▶ **Exercise directions**
Pick out every line of the records below that contains the word "wall", matching case exactly, and copy each of those lines.

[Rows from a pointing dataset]
__________
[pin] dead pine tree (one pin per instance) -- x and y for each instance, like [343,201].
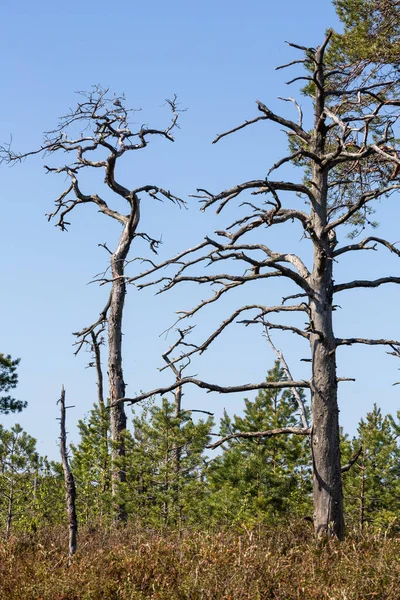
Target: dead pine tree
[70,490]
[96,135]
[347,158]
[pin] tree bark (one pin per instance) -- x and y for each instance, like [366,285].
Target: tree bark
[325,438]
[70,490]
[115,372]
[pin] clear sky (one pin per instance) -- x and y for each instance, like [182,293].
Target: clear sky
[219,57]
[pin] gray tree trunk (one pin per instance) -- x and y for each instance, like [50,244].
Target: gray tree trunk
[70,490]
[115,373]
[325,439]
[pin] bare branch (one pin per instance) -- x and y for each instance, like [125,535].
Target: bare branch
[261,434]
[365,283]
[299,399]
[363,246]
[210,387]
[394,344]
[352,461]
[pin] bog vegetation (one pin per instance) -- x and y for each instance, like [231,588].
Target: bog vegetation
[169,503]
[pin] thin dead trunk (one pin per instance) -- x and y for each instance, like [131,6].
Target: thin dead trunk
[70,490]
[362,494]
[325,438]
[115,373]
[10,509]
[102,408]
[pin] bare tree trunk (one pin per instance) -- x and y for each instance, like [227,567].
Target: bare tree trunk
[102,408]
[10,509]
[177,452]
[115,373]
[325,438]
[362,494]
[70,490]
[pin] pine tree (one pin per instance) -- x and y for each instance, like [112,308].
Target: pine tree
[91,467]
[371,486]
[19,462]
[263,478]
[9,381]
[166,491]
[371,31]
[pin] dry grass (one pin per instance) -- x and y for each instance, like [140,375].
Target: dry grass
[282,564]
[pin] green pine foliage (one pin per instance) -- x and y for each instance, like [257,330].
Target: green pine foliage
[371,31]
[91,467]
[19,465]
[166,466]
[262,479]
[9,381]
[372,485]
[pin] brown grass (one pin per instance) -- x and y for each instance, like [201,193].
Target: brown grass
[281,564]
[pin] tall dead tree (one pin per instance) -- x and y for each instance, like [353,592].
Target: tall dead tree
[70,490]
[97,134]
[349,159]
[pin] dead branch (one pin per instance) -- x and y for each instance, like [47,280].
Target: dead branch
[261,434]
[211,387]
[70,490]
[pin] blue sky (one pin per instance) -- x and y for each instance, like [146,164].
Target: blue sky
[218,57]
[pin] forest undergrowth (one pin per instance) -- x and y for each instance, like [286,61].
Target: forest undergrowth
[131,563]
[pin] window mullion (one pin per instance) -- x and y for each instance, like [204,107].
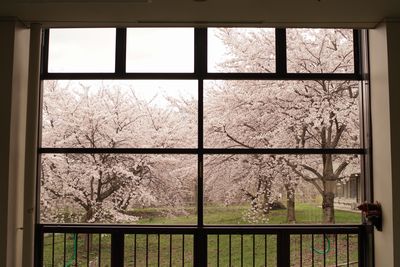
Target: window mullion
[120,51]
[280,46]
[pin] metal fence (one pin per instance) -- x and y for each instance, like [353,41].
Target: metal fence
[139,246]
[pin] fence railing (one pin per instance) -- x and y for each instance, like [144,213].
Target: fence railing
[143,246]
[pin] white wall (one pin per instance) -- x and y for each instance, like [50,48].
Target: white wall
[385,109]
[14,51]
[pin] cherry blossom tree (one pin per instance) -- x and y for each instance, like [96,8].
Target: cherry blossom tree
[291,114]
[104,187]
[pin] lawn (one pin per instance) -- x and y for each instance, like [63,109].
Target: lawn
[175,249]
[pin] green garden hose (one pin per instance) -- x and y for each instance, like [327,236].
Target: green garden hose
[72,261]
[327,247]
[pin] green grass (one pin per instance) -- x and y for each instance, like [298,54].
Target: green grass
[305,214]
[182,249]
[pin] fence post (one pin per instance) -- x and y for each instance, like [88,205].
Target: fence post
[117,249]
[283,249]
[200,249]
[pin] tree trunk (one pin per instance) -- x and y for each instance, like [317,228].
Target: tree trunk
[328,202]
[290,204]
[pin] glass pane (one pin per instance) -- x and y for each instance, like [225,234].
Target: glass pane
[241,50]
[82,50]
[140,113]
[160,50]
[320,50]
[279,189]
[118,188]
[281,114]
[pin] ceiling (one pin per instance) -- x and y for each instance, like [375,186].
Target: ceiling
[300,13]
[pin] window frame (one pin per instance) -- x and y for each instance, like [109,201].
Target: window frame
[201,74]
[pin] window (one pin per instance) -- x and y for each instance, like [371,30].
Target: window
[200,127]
__________
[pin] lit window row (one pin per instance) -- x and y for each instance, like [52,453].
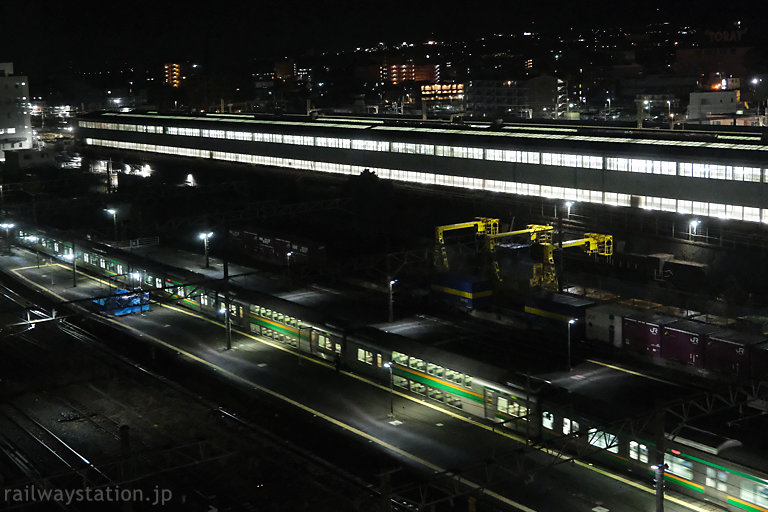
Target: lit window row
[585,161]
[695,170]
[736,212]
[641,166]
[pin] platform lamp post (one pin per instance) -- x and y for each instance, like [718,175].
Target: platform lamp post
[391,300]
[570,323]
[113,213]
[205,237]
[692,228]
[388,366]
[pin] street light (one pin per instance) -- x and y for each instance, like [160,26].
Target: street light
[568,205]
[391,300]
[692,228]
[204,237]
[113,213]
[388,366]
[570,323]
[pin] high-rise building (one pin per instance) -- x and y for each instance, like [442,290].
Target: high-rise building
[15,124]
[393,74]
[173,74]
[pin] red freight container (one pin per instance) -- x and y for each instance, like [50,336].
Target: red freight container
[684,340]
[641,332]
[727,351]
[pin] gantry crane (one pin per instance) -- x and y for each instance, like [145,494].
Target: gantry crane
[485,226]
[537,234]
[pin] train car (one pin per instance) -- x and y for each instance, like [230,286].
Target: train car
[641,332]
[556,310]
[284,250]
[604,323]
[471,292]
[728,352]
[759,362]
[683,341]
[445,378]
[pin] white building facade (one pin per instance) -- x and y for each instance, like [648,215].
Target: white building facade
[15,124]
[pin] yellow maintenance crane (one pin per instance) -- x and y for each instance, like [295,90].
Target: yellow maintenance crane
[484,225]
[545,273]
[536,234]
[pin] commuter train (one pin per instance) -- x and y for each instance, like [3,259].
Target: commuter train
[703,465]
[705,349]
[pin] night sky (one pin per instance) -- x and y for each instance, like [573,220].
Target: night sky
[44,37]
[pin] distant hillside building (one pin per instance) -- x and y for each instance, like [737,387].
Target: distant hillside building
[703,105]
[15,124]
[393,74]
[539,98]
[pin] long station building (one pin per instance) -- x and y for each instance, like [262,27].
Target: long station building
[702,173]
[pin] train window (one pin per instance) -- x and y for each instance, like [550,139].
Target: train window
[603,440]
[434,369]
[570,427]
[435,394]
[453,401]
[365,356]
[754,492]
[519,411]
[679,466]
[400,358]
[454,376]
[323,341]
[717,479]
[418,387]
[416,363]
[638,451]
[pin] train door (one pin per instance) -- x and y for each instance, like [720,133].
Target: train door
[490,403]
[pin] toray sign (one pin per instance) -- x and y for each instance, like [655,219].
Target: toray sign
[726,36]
__________
▶ **Solved problem**
[pin] white wall (one pin per instance) -- x and y for each instance, like [50,48].
Target: white wall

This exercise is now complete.